§ To do:
Write out the items below word for word, keeping every line and number as it stands.

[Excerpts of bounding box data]
◇ ◇ ◇
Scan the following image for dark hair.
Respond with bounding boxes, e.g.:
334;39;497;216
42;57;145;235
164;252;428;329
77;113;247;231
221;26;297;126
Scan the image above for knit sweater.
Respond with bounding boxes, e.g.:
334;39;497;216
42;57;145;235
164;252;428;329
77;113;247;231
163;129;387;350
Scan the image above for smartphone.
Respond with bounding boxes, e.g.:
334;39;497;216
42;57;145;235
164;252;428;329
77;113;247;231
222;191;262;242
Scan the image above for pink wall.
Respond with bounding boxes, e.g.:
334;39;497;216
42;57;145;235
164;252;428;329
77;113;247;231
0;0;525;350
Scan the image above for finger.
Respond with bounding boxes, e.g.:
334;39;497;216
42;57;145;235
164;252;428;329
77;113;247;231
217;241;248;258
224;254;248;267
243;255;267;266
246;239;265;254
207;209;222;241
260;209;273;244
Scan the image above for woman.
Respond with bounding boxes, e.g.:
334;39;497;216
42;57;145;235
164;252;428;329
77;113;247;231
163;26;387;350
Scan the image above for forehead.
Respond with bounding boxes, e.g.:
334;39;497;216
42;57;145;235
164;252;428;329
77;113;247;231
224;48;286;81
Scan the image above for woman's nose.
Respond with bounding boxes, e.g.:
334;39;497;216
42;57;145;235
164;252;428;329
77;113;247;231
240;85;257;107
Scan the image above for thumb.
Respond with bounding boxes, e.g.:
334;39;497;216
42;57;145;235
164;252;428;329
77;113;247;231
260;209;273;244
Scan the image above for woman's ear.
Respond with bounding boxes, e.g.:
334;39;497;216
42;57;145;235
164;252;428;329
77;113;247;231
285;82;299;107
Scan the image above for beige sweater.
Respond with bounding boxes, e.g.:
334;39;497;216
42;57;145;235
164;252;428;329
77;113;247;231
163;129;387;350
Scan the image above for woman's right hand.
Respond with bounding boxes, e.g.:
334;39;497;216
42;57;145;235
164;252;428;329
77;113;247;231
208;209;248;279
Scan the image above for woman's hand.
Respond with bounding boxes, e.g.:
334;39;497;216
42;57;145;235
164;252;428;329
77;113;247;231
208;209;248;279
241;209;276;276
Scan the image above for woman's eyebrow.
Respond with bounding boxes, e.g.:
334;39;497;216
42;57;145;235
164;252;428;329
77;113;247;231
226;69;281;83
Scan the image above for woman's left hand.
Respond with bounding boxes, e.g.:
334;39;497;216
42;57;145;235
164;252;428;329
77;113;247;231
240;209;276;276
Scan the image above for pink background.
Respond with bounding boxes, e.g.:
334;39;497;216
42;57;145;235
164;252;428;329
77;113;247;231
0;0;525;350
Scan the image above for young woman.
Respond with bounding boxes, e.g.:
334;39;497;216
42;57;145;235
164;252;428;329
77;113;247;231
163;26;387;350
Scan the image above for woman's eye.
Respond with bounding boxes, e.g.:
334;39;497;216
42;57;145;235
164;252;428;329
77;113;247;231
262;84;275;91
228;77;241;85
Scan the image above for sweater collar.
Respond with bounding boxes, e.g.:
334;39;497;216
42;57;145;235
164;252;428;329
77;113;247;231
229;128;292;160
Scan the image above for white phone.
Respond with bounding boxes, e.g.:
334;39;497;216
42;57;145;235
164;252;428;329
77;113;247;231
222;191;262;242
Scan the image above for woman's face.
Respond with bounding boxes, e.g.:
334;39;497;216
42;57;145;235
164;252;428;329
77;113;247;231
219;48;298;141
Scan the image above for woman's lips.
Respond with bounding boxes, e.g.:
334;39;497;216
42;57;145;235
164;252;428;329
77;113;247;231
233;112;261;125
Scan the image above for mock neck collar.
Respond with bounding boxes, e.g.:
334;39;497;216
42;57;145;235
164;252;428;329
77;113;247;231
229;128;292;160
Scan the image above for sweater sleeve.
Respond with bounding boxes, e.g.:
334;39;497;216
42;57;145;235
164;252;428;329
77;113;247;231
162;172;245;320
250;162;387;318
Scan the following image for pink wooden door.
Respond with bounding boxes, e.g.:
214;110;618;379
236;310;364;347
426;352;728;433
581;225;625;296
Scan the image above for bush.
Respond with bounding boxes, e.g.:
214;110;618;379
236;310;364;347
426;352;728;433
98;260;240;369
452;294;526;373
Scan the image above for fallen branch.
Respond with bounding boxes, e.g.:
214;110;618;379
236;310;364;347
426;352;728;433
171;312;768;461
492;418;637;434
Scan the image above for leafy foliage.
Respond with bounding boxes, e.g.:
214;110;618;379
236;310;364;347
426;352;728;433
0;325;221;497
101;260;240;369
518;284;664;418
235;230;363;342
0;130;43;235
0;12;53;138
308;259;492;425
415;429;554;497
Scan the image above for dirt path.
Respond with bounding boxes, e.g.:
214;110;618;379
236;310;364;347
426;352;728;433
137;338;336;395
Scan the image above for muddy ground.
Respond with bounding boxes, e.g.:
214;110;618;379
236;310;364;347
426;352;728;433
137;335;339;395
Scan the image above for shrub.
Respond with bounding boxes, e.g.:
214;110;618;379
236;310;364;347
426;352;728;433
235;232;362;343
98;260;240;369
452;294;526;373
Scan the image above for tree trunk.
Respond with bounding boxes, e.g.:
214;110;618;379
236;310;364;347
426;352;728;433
◇ ◇ ◇
§ The reply:
Scan the following image for dark hair.
Respond with bounding boxes, e.g.:
334;39;497;216
42;57;145;235
164;252;428;329
77;113;247;231
221;26;297;126
Scan the image above for knit sweater.
Respond with bounding boxes, e.g.:
334;39;497;216
42;57;145;235
164;252;428;329
77;113;247;231
163;129;387;350
Scan the image above for smartphone.
Respond with bounding boxes, e.g.:
334;39;497;216
42;57;145;235
164;252;428;329
77;113;247;231
222;191;262;242
Scan the image above for pink wall.
Respond with bounding boxes, e.g.:
334;39;497;216
42;57;145;235
164;252;428;329
77;113;247;231
0;0;525;350
Scan the image above for finger.
Respond with bounding boxes, e.g.:
334;39;497;216
42;57;145;235
164;252;428;329
77;113;247;231
217;241;248;258
224;254;248;267
243;255;267;266
246;239;265;254
207;209;222;241
260;209;273;244
Scan the image above for woman.
Respond with bounding boxes, e.g.:
334;39;497;216
42;57;145;235
164;252;428;329
77;113;247;231
163;26;387;350
Scan the image above for forehead.
Respond with bounding boxes, e.g.:
334;39;497;216
42;57;145;235
164;252;428;329
77;113;247;231
224;48;286;81
Scan the image above for woman's nose.
Respond with bounding boxes, e.g.:
334;39;497;216
42;57;145;235
164;252;428;329
77;113;247;231
240;85;257;107
Scan the image above for thumb.
Respond with bounding boxes, e.g.:
334;39;497;216
42;57;145;235
164;252;428;329
77;113;247;231
260;209;273;244
Scan the image above for woman's ear.
Respond with bounding boxes, e.g.:
334;39;497;216
42;57;145;235
164;252;428;329
77;113;247;231
285;82;299;107
Scan the image above for beige sweater.
Respond with bounding boxes, e.g.:
334;39;497;216
42;57;145;235
164;252;428;329
77;113;247;231
163;129;387;350
Scan the image above for woman's right hand.
Respond with bounding boxes, e.g.:
334;39;497;216
42;57;145;235
164;252;428;329
77;113;247;231
208;209;248;279
Scan the image above for woman's hand.
Respond with bounding boxes, e.g.:
334;39;497;216
42;57;145;235
164;252;428;329
77;113;247;231
208;209;248;279
241;209;276;276
Scan the image above for woman's eyebrow.
Respond with bounding boxes, e.g.:
334;39;497;216
42;57;145;235
164;252;428;329
77;113;247;231
226;69;281;83
Scan the image above for woman's left hand.
Respond with bounding boxes, e.g.:
334;39;497;216
42;57;145;235
164;252;428;329
77;113;247;231
240;209;276;276
Scan the image above for pink background.
Respond with bounding boxes, e.g.:
334;39;497;216
42;57;145;235
164;252;428;329
77;113;247;231
0;0;525;350
Scan the image above for young woman.
Respond with bounding boxes, e.g.:
334;39;497;216
42;57;145;235
164;252;428;329
77;113;247;231
163;26;387;350
Scan the image above for woman's eye.
Respond with bounding boxes, e.g.:
334;39;497;216
42;57;145;235
164;252;428;329
77;113;247;231
262;84;275;91
228;77;241;85
Scan the image above for sweater collar.
Respond with bounding boxes, e.g.:
334;39;497;216
42;57;145;235
164;252;428;329
77;113;247;231
229;128;292;160
Scan the image above for white phone.
Respond with bounding boxes, e.g.:
334;39;497;216
42;57;145;235
164;252;428;329
77;113;247;231
222;191;262;242
Scan the image above for woman's face.
Respond with bounding boxes, e.g.:
334;39;497;216
42;57;145;235
164;252;428;329
77;113;247;231
219;48;298;141
Scan the image above for woman's lips.
Respond with bounding boxes, e.g.:
334;39;497;216
42;57;145;235
164;252;428;329
77;113;247;231
233;112;261;125
Scan the image above for mock neck collar.
Respond with bounding boxes, e.g.:
334;39;497;216
42;57;145;235
164;252;428;329
77;113;247;231
229;128;292;160
Scan the image above for sweater sleeve.
Respond with bounding boxes, e.g.:
334;39;497;216
42;57;145;235
164;252;428;329
77;113;247;231
162;172;245;320
250;162;387;318
Scan the following image for pink wooden door.
Respond with bounding boxes, e.g.:
214;110;618;379
236;310;364;347
426;352;728;433
581;225;625;296
Scan the image above for bush.
Respond with bounding boxes, e.g.:
214;110;618;379
236;310;364;347
426;352;728;433
98;260;240;369
452;294;526;373
Scan the image above for fallen branch.
Respond with bounding boxes, e.g.:
214;110;618;379
236;310;364;347
426;352;728;433
171;312;768;461
492;418;637;434
Scan the image above for leafy foliage.
Respond with bounding boxes, e.g.:
214;110;618;379
236;310;364;347
426;352;728;433
0;325;221;497
101;260;240;369
518;284;664;418
235;230;363;342
0;130;43;235
0;12;53;138
308;259;492;425
415;429;554;497
Scan the image above for dirt path.
Respond with bounding boxes, e.g.:
214;110;618;379
236;310;364;347
426;352;728;433
137;338;336;395
Scan the image above for muddy ground.
Respond with bounding boxes, e.g.:
214;110;618;379
236;310;364;347
426;352;728;433
137;335;339;395
Scan the image above for shrub.
Respond with bounding boxes, e.g.:
214;110;618;379
236;310;364;347
426;352;728;433
235;232;362;343
98;260;240;369
452;294;526;373
Scan the image above for tree trunk.
Respond with bounding boxes, e.g.:
214;110;618;379
236;310;364;347
426;352;728;433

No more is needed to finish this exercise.